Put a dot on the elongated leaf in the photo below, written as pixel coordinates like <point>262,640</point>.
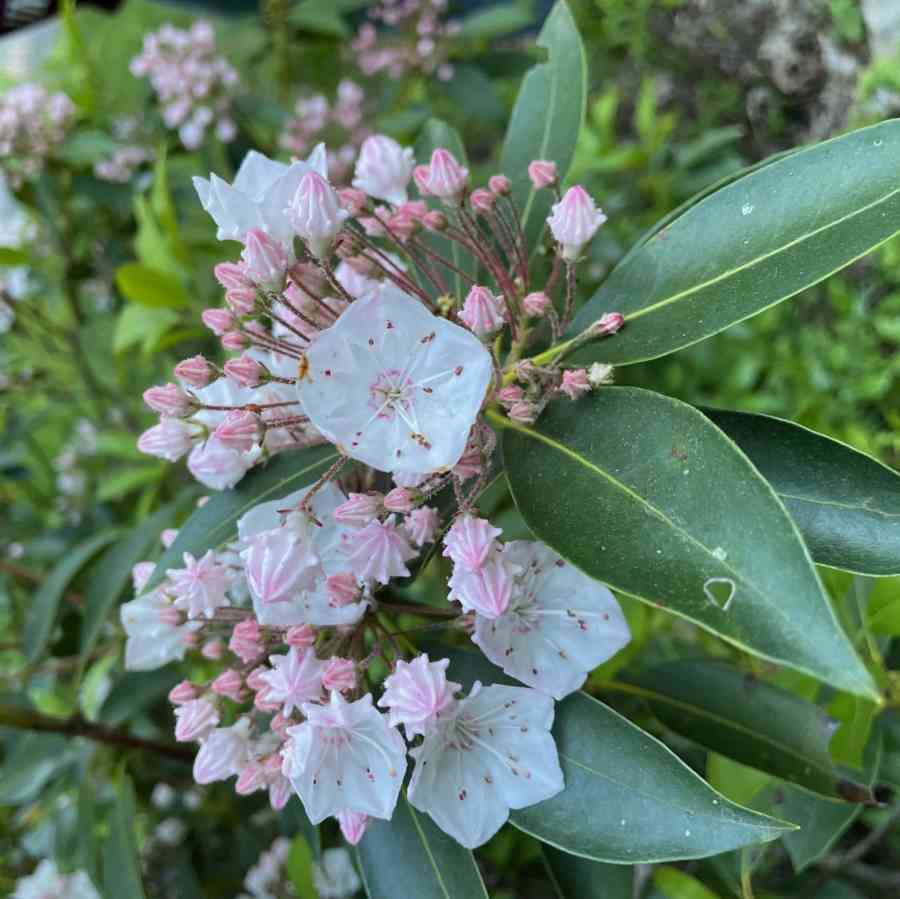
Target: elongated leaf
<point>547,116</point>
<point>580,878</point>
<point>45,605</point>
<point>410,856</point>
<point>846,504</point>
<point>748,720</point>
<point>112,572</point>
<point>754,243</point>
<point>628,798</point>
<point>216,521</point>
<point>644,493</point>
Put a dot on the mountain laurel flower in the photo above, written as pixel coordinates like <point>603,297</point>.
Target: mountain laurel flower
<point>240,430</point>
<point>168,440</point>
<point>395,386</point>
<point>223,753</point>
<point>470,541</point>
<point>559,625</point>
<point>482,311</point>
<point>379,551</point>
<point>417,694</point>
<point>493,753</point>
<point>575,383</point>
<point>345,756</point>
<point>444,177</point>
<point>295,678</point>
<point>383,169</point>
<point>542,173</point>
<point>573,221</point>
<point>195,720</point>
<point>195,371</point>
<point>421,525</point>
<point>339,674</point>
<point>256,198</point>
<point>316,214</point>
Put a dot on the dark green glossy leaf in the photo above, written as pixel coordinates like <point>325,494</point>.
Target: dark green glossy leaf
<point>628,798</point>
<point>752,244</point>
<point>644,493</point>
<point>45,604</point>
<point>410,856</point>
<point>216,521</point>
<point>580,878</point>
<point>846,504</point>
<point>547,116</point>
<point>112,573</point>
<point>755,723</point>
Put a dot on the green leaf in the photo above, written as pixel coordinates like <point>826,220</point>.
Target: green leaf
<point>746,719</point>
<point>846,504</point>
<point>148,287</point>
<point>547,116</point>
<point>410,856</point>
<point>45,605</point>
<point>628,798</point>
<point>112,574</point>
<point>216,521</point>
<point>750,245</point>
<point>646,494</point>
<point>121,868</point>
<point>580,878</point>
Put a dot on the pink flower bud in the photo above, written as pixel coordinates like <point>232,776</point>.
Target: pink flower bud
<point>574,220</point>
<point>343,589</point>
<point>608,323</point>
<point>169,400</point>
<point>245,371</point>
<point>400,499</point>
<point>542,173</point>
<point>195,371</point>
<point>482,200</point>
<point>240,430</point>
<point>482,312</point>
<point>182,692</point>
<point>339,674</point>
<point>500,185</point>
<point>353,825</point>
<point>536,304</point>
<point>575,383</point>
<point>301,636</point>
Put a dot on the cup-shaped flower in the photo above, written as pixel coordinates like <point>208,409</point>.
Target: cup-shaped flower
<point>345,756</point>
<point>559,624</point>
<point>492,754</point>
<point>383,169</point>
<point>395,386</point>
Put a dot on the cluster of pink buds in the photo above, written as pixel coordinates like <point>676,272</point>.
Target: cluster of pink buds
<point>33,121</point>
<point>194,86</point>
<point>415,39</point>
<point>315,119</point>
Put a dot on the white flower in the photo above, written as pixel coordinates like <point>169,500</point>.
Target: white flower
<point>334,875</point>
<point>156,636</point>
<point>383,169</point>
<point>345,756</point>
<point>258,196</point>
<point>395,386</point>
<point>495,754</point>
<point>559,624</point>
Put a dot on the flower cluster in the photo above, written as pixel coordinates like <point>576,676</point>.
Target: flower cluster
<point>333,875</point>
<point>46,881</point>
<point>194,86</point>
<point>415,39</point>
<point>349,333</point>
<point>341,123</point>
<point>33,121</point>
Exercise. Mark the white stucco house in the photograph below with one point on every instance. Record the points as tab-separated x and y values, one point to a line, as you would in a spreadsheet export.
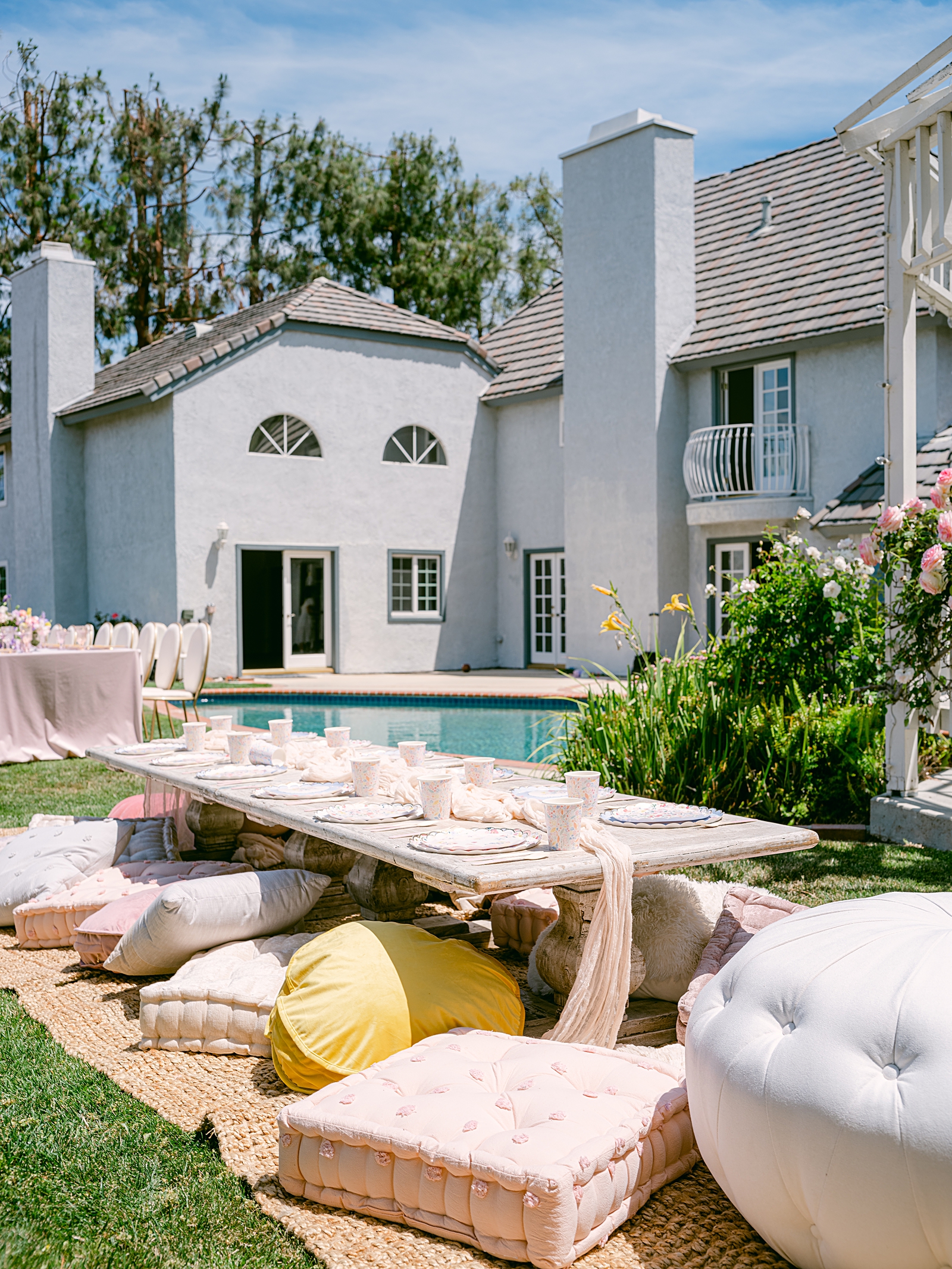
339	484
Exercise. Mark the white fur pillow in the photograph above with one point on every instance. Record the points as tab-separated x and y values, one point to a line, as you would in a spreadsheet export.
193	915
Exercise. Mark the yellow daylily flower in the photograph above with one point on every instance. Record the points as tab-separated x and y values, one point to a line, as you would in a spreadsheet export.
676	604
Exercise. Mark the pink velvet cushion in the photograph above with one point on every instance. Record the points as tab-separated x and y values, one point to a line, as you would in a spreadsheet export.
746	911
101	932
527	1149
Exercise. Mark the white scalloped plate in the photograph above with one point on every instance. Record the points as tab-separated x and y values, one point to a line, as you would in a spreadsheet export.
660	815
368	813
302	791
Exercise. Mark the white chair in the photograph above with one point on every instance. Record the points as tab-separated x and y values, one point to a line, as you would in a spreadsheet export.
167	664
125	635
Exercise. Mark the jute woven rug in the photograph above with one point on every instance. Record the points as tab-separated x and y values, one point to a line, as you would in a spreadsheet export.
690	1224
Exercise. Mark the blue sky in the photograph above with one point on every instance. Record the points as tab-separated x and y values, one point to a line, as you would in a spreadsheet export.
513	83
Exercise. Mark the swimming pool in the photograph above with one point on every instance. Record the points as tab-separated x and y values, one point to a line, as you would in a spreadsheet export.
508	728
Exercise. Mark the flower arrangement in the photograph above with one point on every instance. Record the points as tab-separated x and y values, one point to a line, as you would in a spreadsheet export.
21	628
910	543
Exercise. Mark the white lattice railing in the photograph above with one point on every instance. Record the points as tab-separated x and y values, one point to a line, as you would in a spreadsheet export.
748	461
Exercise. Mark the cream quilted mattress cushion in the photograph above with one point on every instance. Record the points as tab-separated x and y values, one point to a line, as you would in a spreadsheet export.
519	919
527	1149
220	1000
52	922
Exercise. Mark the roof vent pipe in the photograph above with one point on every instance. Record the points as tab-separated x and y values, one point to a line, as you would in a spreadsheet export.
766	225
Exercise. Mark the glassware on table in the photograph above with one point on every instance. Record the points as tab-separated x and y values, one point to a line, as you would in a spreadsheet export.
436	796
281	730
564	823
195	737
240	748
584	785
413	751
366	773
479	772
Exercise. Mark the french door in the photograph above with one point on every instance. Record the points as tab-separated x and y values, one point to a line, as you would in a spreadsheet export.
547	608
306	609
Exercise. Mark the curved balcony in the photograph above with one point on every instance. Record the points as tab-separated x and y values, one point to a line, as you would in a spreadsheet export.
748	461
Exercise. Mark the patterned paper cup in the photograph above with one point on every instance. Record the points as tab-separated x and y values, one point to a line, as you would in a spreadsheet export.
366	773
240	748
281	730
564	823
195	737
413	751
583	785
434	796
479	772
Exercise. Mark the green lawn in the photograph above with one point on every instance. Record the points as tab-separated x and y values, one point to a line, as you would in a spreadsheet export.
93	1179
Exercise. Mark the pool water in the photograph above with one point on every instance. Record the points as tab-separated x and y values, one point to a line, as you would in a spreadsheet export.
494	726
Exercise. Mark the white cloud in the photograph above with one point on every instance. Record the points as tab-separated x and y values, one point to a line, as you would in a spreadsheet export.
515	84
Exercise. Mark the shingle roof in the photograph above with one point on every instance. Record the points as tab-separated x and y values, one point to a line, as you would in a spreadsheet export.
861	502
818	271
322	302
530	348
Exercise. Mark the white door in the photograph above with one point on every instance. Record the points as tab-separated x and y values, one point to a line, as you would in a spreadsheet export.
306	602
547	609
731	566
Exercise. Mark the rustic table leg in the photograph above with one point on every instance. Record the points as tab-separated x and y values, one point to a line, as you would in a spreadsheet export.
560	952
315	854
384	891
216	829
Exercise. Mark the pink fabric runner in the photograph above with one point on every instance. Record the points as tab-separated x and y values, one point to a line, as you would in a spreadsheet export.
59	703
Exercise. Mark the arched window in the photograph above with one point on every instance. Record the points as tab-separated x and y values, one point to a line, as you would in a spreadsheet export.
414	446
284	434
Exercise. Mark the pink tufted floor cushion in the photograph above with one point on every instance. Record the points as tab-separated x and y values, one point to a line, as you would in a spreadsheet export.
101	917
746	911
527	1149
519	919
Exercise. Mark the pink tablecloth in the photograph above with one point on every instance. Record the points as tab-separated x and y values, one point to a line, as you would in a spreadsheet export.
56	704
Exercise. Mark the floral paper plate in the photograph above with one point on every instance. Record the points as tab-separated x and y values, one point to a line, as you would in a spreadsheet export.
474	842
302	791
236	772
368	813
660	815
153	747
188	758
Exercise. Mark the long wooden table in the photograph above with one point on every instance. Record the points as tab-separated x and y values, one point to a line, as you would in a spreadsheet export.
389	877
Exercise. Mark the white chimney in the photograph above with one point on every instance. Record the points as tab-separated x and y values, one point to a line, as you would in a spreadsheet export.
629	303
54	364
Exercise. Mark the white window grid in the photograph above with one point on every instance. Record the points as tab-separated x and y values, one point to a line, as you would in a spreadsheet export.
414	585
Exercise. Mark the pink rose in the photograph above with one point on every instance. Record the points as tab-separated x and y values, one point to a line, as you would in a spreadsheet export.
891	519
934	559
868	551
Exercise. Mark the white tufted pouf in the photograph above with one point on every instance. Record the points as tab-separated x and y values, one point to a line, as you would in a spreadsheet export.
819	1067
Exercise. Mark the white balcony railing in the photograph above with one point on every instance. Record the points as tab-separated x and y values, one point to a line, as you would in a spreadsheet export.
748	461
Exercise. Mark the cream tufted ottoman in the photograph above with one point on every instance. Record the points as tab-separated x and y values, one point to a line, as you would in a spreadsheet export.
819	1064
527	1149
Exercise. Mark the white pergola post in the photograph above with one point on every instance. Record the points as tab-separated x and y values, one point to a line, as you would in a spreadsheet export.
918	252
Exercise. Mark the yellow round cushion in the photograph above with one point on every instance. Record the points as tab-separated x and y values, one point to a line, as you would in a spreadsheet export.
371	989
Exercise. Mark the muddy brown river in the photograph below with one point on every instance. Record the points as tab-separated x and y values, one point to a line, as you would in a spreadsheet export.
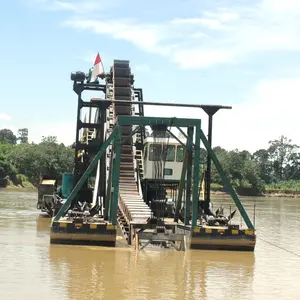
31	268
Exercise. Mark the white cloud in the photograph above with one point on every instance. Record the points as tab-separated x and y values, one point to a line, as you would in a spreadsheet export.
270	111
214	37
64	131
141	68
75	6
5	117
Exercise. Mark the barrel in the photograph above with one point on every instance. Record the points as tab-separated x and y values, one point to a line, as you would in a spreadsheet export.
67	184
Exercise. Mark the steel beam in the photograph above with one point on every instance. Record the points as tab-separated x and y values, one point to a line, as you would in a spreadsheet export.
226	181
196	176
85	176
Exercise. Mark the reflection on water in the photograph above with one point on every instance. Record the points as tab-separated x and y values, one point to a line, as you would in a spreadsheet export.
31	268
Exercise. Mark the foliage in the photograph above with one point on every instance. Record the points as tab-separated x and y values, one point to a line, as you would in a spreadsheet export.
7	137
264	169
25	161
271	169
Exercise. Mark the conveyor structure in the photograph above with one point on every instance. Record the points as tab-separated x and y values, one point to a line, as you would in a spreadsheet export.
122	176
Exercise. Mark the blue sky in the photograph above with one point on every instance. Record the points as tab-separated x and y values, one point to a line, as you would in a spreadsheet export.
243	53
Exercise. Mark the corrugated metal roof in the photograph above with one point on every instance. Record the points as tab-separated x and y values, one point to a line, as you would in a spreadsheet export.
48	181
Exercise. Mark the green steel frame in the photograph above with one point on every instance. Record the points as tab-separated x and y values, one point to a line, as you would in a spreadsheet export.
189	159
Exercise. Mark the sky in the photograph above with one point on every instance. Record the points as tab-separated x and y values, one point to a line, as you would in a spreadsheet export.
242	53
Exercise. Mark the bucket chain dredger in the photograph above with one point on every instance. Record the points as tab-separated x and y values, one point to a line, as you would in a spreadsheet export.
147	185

###

### [Task goal]
Restate word for word only the lines above from the line containing "Target: green leaf" to the line containing "Put a dot on the cup-shaped", both of them included.

### [Response to this exercise]
Target: green leaf
<point>746,719</point>
<point>846,504</point>
<point>148,287</point>
<point>547,116</point>
<point>410,856</point>
<point>45,605</point>
<point>628,798</point>
<point>112,574</point>
<point>216,521</point>
<point>750,245</point>
<point>646,494</point>
<point>121,868</point>
<point>580,878</point>
Put a dot on the pink flower bud in the photo above, written as pixel coordinates like <point>232,776</point>.
Target: pink flower bud
<point>574,220</point>
<point>343,589</point>
<point>608,323</point>
<point>169,400</point>
<point>245,371</point>
<point>400,499</point>
<point>542,173</point>
<point>195,371</point>
<point>482,200</point>
<point>240,430</point>
<point>482,312</point>
<point>182,692</point>
<point>339,674</point>
<point>500,185</point>
<point>353,825</point>
<point>536,304</point>
<point>575,383</point>
<point>301,636</point>
Put a dot on the cup-shaped flower in the photo above, written as pixel coordinates like <point>208,409</point>.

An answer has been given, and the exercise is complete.